WHAT TO DO → Would you return the lines that run from the start of the data below to the line with "Target: soccer player in red jersey", both included, exactly as written and without pictures?

EXTRACTED RECORDS →
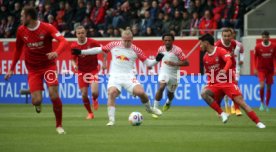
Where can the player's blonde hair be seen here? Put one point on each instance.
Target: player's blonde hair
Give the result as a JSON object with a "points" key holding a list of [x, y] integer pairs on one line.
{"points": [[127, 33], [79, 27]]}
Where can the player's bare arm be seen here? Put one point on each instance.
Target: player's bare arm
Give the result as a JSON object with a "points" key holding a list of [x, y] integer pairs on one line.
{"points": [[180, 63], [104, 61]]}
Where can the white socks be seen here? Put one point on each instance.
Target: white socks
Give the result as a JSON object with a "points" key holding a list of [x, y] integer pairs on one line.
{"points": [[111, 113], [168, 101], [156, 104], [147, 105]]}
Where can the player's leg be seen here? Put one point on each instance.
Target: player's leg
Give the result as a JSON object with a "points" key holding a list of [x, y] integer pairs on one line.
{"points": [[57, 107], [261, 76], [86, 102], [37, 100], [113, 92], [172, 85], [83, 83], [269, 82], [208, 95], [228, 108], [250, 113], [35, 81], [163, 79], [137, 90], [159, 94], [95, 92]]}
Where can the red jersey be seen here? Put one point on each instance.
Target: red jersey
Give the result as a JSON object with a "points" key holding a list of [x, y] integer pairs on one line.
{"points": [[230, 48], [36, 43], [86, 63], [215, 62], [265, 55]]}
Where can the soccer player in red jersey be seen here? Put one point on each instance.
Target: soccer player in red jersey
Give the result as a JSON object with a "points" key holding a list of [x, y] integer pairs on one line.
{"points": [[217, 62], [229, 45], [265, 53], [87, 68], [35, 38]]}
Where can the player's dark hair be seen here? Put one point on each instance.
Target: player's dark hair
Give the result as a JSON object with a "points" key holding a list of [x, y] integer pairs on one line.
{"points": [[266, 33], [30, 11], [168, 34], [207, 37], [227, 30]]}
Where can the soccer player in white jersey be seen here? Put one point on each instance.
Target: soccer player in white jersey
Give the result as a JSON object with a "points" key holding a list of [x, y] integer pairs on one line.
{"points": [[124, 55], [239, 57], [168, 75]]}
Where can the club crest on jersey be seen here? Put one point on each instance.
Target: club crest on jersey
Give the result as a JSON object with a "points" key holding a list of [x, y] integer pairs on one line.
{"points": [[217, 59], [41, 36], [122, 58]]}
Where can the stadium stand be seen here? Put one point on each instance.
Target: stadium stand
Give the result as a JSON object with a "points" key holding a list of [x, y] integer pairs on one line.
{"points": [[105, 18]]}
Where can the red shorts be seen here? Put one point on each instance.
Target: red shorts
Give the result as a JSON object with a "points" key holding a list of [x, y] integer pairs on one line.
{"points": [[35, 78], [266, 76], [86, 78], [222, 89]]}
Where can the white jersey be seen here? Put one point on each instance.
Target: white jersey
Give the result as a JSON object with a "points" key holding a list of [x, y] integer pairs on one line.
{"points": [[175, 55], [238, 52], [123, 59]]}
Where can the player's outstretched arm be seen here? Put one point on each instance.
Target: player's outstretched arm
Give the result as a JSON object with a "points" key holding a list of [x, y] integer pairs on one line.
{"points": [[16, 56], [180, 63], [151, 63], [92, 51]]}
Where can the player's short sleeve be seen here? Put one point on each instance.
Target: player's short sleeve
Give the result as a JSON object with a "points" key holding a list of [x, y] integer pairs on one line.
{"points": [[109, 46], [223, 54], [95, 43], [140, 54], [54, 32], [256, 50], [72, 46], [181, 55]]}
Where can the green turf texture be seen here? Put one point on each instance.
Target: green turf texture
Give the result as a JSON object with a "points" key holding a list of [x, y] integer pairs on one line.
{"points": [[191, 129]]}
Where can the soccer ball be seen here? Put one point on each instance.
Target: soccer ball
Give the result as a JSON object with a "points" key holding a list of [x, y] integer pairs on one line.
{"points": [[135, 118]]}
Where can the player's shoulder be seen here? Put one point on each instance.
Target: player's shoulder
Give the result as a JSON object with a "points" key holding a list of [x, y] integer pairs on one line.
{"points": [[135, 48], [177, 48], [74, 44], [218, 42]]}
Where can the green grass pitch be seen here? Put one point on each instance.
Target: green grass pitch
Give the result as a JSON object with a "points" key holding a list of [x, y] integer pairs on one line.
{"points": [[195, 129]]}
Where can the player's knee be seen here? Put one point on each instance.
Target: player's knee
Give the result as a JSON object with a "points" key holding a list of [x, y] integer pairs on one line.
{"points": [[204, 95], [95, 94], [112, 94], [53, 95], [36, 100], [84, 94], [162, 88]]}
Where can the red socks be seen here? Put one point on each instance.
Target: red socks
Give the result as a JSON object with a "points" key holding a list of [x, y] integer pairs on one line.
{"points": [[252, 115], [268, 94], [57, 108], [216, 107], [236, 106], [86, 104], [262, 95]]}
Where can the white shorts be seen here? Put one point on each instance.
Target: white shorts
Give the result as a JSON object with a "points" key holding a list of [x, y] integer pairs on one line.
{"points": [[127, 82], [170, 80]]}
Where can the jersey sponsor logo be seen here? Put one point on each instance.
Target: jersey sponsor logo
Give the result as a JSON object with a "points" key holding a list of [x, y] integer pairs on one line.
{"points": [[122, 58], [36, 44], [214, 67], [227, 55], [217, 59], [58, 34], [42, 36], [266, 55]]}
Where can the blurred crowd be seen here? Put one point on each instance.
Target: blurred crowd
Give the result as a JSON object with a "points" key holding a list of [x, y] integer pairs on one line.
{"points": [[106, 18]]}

OUTPUT FOR THIS TASK →
Where can the player's blonde hair be seen here? Put one point on each instance.
Target: player's blonde hair
Give the result as a JSON object with a "points" key holding a list of [x, y] integer pairs on one line.
{"points": [[127, 33], [79, 27]]}
Where can the player's bare arm be seen here? Put one point on each instance.
Target: player's bare arm
Give the result as a JSON object with a "points" key holding a list of [x, y] integer pairs on one line.
{"points": [[180, 63], [104, 61]]}
Where can the white socks be seen here? Put one point on each instance.
Target: white socks
Give the result as a JSON object with a "points" key holding a list of [x, y] integer pairs on one line.
{"points": [[111, 113], [168, 101], [156, 104], [147, 105]]}
Where can the player's leg be seen here? Put one point on each instance.
Target: player's leg
Give the result as a JSON object with a "points" key holding a list of [x, y] integer pairs on one line.
{"points": [[57, 107], [261, 76], [86, 102], [37, 100], [113, 92], [172, 85], [83, 83], [269, 82], [208, 95], [228, 108], [250, 113], [35, 81], [163, 79], [137, 90], [159, 94], [95, 92]]}
Where can the red jersey be seen here? Put one point on each instance.
Target: red jersey
Give the result as a JSON object with a "points" key holding a list of [x, y] integer pairs on one line.
{"points": [[230, 48], [36, 43], [86, 63], [215, 62], [265, 55]]}
Where can the soccer player in red jersey be seen here? Put one point on each instance.
Target: soccer player in red jersey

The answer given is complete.